**PROBLEM TO WORK ON:**
Extract each line of the records that contains the string "positive", and copy those lines out in their original order.

**PROVIDED RECORDS:**
BEGIN

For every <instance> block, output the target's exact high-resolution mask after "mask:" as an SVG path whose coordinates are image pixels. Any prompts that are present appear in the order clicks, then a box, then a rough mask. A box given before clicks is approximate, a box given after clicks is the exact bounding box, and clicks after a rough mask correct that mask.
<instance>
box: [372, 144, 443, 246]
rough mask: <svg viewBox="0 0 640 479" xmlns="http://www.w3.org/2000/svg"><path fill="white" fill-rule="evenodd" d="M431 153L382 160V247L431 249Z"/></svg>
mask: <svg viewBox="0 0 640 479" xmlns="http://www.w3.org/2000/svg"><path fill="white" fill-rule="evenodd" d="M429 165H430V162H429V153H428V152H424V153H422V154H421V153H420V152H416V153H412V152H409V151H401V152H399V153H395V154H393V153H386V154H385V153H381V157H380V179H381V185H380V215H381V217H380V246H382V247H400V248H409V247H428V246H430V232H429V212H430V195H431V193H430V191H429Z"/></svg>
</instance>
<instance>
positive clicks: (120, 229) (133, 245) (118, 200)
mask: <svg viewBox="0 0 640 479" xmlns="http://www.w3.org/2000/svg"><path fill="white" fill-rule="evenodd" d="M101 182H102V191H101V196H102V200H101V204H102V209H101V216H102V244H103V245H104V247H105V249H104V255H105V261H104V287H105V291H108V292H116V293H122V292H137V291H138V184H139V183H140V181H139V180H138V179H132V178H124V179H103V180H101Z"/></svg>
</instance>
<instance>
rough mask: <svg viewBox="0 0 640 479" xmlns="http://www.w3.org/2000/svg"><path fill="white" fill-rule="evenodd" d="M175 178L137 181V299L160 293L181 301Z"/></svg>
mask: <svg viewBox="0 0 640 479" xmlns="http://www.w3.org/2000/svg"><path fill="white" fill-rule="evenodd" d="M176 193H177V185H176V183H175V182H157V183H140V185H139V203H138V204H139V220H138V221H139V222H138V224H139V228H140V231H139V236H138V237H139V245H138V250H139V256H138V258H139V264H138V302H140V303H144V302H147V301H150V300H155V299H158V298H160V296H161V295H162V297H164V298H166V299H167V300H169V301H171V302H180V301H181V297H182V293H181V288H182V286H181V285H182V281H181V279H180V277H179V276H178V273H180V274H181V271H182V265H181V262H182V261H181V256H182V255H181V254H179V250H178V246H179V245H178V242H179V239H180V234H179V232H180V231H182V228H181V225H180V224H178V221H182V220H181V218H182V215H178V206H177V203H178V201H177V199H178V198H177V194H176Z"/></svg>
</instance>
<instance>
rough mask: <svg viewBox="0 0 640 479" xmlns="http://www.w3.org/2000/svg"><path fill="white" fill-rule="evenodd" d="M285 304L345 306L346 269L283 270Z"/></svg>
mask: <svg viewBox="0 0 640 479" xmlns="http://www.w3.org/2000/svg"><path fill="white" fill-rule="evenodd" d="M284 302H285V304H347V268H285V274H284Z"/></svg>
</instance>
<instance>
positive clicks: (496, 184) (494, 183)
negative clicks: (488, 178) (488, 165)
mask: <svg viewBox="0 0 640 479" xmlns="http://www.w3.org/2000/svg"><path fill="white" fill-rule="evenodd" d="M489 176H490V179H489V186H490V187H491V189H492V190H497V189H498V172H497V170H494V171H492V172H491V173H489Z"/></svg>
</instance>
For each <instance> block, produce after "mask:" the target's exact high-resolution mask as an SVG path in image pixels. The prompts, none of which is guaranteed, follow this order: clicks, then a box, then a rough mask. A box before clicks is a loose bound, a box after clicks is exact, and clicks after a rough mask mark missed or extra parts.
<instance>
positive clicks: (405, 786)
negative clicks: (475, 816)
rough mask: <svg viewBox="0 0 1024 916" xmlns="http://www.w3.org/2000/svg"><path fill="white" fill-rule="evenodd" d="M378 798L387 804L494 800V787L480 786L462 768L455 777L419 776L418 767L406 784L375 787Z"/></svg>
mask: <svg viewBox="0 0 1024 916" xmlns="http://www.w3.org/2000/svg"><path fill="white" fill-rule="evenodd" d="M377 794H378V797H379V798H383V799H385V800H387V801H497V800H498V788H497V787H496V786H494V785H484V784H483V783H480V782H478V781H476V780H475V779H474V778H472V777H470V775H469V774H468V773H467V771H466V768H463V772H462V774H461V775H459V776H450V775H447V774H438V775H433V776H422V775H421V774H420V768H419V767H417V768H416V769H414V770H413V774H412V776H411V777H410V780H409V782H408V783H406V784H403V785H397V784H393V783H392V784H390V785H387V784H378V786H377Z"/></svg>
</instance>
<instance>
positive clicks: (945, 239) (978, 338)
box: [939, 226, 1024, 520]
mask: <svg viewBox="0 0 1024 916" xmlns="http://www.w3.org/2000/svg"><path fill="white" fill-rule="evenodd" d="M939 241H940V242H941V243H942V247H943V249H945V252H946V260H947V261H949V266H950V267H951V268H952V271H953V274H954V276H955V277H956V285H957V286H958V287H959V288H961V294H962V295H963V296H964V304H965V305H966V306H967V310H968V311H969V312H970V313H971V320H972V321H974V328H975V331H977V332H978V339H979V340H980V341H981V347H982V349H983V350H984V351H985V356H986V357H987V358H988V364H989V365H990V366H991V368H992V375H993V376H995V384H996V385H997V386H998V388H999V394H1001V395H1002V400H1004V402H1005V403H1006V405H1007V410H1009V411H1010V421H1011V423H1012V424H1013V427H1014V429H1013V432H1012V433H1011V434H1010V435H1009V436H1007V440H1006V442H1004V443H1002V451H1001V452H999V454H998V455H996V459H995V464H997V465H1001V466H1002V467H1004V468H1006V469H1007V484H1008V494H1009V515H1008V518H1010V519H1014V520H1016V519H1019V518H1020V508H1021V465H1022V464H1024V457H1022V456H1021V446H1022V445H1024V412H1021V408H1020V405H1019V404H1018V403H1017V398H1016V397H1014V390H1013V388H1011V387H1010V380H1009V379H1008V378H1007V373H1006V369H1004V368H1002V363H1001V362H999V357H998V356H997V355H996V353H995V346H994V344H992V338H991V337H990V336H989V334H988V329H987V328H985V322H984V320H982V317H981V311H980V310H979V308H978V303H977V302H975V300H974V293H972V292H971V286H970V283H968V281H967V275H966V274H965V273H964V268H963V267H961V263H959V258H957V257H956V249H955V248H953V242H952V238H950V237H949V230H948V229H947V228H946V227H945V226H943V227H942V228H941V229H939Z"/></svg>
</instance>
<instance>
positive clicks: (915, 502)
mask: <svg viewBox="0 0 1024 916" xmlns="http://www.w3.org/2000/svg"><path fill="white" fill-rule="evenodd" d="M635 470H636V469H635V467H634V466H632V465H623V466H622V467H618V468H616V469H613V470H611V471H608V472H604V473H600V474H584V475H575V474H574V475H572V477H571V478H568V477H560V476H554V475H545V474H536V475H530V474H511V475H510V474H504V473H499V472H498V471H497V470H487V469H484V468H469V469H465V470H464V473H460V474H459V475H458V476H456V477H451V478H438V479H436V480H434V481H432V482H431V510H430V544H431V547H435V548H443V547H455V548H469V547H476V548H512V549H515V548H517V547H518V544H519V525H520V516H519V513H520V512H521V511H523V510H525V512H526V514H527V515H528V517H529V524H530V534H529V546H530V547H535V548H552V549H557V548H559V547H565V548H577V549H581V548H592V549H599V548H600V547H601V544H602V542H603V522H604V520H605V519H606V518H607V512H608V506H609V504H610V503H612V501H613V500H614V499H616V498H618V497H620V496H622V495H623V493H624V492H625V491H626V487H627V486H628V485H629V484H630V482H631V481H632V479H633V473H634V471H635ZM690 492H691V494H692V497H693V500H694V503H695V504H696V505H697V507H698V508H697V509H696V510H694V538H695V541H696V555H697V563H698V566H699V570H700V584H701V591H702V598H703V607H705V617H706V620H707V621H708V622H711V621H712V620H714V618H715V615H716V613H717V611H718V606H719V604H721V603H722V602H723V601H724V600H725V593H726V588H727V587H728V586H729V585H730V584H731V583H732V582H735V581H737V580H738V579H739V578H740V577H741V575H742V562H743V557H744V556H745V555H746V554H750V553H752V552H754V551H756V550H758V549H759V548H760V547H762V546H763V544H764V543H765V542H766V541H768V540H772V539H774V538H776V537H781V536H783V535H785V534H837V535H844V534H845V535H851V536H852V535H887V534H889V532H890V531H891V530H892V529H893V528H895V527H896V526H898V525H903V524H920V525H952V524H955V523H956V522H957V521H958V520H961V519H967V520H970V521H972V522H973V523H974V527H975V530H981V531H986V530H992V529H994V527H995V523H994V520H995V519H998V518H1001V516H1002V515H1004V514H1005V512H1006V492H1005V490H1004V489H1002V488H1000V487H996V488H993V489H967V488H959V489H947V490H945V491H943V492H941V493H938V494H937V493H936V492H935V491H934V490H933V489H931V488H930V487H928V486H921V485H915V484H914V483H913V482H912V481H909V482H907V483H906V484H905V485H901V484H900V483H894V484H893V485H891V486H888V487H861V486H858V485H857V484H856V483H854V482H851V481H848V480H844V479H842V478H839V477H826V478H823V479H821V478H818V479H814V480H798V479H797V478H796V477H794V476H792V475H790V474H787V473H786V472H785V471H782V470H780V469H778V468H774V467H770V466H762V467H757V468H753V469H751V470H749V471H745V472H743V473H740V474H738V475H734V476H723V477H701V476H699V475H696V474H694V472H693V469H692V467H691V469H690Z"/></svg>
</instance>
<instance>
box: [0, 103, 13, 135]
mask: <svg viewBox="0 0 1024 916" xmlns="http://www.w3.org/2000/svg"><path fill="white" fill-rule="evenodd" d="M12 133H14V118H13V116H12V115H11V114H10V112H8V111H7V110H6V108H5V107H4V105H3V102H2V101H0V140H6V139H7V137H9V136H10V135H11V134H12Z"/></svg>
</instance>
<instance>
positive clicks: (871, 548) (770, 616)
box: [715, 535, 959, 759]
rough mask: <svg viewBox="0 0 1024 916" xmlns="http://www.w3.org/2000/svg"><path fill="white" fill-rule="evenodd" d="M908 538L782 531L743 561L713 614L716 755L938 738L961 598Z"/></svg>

END

**EXERCISE SOLUTION:**
positive clicks: (120, 229) (133, 245) (118, 200)
positive clicks: (496, 184) (494, 183)
positive clicks: (405, 786)
positive clicks: (945, 239) (978, 338)
positive clicks: (915, 502)
positive clicks: (871, 548) (770, 616)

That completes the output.